Aim:
In the forum thread, what does cyring say has been updated so the fix can now be installed from the manager?

Source extract:
————

Are you also decoding the DIMM manufacturer and identifiers ? Like G Skill Intl and F4-3600C16-16GTZN bellow 2022-07-29-114527_644x1012_scrot which is also printed in IMC window

Betaminos commented 2 years ago

I am not sure about this. The SMBIOS lists this: image

Memory Controller image

However, this is a Chinese handheld laptop with soldered RAM, so it could very well be that this information is not present in the device. Due to this, I would assume that the output is as good as it gets, but I will gladly test whatever you need to improve your program.

Thank you for the great support!

cyring commented 2 years ago

I am not sure about this. The SMBIOS lists this: image

Memory Controller image

However, this is a Chinese handheld laptop with soldered RAM, so it could very well be that this information is not present in the device. Due to this, I would assume that the output is as good as it gets, but I will gladly test whatever you need to improve your program.

Thank you for the great support!

OK, I see, we are getting DIMM Manufacturer but not the IDs which are now substitute with an empty string.

Thank you for helping troubleshooting this issue Time to release bug fix

cyring commented 2 years ago

CoreFreq ArchLinux packages have been updated, I think you can now install from the manager (and close this issue if everything is OK)

————

[Source records]
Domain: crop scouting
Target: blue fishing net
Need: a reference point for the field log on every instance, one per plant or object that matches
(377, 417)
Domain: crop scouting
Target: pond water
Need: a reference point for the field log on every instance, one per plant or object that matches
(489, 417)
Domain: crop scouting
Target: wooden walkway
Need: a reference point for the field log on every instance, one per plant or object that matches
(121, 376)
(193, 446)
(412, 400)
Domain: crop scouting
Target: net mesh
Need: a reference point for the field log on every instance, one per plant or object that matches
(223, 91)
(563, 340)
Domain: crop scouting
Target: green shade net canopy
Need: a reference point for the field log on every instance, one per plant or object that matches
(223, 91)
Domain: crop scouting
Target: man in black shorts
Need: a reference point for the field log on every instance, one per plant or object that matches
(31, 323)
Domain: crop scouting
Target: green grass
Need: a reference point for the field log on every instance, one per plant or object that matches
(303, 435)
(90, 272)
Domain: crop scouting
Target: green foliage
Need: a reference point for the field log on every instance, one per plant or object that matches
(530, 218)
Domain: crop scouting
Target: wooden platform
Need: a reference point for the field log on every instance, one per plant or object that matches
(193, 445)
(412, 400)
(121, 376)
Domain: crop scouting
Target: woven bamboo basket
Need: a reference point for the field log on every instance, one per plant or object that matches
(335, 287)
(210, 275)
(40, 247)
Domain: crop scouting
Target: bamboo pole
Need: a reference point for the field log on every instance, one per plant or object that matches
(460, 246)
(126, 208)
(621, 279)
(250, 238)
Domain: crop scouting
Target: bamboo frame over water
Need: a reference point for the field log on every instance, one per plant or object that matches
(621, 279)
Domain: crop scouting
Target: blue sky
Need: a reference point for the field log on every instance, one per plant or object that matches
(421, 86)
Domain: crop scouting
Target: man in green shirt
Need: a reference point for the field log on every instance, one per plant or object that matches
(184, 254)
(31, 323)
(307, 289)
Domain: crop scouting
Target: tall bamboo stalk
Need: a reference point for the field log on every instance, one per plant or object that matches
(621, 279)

————

Worked answer:
The CoreFreq ArchLinux packages.